_What is asked:_ Transcribe the listing verbatim. Do not carry over any pictures.

--- Begin ---

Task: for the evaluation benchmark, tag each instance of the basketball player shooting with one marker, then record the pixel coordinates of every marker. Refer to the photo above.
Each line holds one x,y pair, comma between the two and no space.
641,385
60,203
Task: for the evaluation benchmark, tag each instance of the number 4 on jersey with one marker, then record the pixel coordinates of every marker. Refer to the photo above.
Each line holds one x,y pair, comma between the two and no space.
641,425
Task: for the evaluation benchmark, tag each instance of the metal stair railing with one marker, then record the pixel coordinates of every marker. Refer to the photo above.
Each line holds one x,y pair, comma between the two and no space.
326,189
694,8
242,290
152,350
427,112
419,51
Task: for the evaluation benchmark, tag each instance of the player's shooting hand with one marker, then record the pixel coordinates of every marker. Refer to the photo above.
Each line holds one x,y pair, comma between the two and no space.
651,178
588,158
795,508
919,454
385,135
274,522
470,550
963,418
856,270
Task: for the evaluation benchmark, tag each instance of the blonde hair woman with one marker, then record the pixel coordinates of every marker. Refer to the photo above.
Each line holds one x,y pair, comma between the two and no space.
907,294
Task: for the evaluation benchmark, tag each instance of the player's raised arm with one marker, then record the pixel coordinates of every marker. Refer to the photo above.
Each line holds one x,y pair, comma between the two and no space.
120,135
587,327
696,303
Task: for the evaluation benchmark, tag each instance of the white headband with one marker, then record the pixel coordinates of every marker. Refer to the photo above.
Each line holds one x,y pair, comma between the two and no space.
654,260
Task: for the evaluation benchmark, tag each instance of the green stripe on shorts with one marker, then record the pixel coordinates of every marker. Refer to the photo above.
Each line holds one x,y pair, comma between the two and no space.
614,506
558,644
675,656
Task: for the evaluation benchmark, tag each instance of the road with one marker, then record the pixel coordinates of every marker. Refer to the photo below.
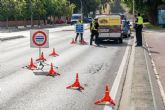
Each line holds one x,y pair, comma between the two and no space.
22,89
155,40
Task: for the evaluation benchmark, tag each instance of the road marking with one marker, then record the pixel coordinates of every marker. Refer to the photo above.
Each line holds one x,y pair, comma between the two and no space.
156,75
117,80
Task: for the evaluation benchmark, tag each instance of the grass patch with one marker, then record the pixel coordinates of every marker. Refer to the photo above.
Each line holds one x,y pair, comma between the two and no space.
151,26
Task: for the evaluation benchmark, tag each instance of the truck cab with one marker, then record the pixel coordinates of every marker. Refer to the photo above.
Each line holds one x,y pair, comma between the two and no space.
110,28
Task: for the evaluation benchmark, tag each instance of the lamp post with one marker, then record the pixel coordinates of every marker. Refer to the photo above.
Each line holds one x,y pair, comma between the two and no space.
31,14
81,10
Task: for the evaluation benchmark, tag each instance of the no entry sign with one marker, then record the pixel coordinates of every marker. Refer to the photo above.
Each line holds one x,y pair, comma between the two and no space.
39,38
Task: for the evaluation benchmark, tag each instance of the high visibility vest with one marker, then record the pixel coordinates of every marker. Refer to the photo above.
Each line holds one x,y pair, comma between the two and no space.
79,22
140,20
93,26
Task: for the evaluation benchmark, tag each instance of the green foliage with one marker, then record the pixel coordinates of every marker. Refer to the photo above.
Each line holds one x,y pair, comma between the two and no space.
147,8
21,9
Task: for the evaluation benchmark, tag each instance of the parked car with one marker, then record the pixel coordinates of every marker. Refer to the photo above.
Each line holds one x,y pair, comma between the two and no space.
126,29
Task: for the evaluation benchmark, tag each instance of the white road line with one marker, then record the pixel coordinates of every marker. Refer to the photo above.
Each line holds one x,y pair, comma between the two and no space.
156,75
117,80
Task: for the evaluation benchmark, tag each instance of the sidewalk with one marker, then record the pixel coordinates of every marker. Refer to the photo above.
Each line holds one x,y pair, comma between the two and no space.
141,91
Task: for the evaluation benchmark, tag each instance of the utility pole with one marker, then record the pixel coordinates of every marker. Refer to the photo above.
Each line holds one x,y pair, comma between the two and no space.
31,14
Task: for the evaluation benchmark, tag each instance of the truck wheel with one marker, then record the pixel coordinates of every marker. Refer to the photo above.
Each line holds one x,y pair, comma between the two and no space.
120,40
97,41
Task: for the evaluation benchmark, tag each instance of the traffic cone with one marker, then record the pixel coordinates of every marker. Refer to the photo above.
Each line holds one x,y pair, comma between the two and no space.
76,84
31,66
54,54
52,71
73,42
106,100
83,42
41,58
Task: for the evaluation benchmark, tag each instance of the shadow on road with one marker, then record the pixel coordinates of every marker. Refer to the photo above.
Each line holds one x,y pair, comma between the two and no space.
106,44
151,51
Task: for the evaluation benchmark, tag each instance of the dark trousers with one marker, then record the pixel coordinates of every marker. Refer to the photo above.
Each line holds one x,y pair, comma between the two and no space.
139,36
81,35
96,34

--- End ---

_Solved exercise:_
Task: for the evaluation benchmark, tag each instance of the basketball player shooting with one marker, then record the pixel coordinates of every marker. Refer to the photo above.
Each line holds one x,y pair, comma between the two and no space.
641,385
60,203
Task: for the evaluation benchmark, tag each instance of the number 4 on jersey with one marker, then record the pixel coordinates of every marker. Refer to the photo above.
Each line holds one x,y pair, comma between the two and no space.
641,425
Task: for the evaluation benchmark, tag each instance of the metal stair railing with one marker, then record the pixel coordinates of every marker. Refer to the photo above.
Each line holds one x,y pair, comma between the two and no space.
326,189
694,8
242,290
152,350
427,112
419,51
Task: for the evaluation benchmark, tag each instance of the player's shooting hand with one marker, then record the pixel coordinates of every marker. Refer to the photo above.
Each line holds one x,y pair, comma between the two and no space.
651,178
588,158
795,508
919,454
385,135
274,522
470,550
963,418
856,270
Task: for the evaluation benchmark, tag each instance of the blonde hair woman with one marker, then record the pixel coordinates of every marker. Refer to the photo above.
Each line holds one x,y pair, comma between the two and no space.
907,294
Task: for the evaluation benchmark, tag each instance of the player's raised arm with one marker, then record the pixel coordinates of every marker. Refer to the photo above.
Each line holds one x,y pair, comma between the two and no space.
120,135
587,327
696,303
Task: for the evaluation benchmark, tag each instance of the white headband with one marker, then record the pixel coordinates of every marker. Refer to the photo above.
Each line holds one x,y pair, comma between the two and no space.
654,260
Task: for the evaluation benchmark, tag each instance of the green stripe on shorts with one marker, then record the pixel coordinates of every marker. Refer to the photo above.
Each line holds one x,y pair, comma between the two and no space.
614,506
558,644
675,656
Task: for the evaluation benchmark, tag each instance of the road with one marker, then record the pixel coordinates of every marker. Refer to the photo below.
Each line holds one x,y pair, comma between the two and no space.
22,89
155,40
Task: for the evaluation benchmark, tag each instance of the road marking with one marker, then record the pixel coordinates of every marker. Refer to the photo above.
Each line holds one x,y pair, comma between the two and no space.
156,75
117,80
Task: for the evaluation benchmark, tag each instance of the grass patch with one marker, then record the pixel coordinates of every marker. Refer to the photo above.
Each line holds one x,y pair, comma between the two and no space.
151,26
Task: for the evaluation benchmark, tag each instance of the truck cab with one marker, then record the pixel coordinates of every marker. Refer to the photo above.
Each line holds one x,y pair, comma between the two and no space.
110,28
Task: for the evaluation benchmark, tag each instance of the lamp post with one marker, then record the pixel coordinates of every marker. Refer to the photo above.
Each line holds one x,y pair, comma between the two and no space.
31,14
81,10
Task: for the evaluation benchmark, tag each instance of the no entry sign with one marker, then record the pixel coordinates of every marker. Refer to the photo above.
Each line holds one x,y pair, comma between the two and no space.
39,38
Task: for the evaluation benchmark, tag each instance of the high visibility vest with one marker, then record the pixel coordinates of every marker. Refer to the photo above.
Each line holds one x,y pair, comma between the two and no space.
79,22
140,20
93,26
Task: for the evaluation benchmark, tag each instance of the green foliage with one marker, then record the pixel coordinates of every marker. Refer to the photo above.
Each line holds one x,y pair, comma between the two and no space.
147,8
21,9
Task: for the evaluation benchmark, tag each instance of the parked car with one marker, then record the pixel coordinates of every marker. Refer to the photo above.
Each line holds one x,y pair, comma between the two and no space.
126,29
Task: for the evaluation benchmark, tag each instance of the white road line with one marker, then record the pixel coordinates of every marker. Refer to the photo above.
Each line holds one x,y pair, comma between the two and no space.
156,75
117,80
Task: for the evaluation benchmark, tag each instance of the sidewalk with one marker, then record the pixel coordinates of every marker. Refer to the photo above.
Each line holds one x,y pair, comma between the two and no space.
141,91
Task: for the evaluation benchmark, tag each instance of the utility pole with one marker, then record the pixel coordinates of every marker. Refer to the photo above.
Each line holds one x,y pair, comma between the two and no space.
31,14
Task: for the evaluation benchmark, tag each instance of the truck wheel with one marker, then record the pixel coordinates of every marker. Refer to the photo above.
Each line holds one x,y pair, comma between the two and no space.
120,40
97,41
Task: for the evaluation benchmark, tag each instance of the traffic cone with one marker, then record the pixel coordinates of every marker. Refer to the photo above.
Each line holds one x,y pair, comma between the two and no space.
76,84
31,66
54,54
52,71
73,42
106,100
83,42
41,58
Task: for the evaluation benchmark, tag each instance of the shadow on road with one marker, then record the pixel coordinates of every marker. Refer to the photo above.
Each line holds one x,y pair, comma between the two and no space.
106,44
151,51
Task: for the evaluation benchmark, tag each instance of the dark trousers with one marker, then record the pixel coordinates of every marker. Refer to the photo above.
Each line holds one x,y pair, comma between the two and no space.
139,36
81,35
96,34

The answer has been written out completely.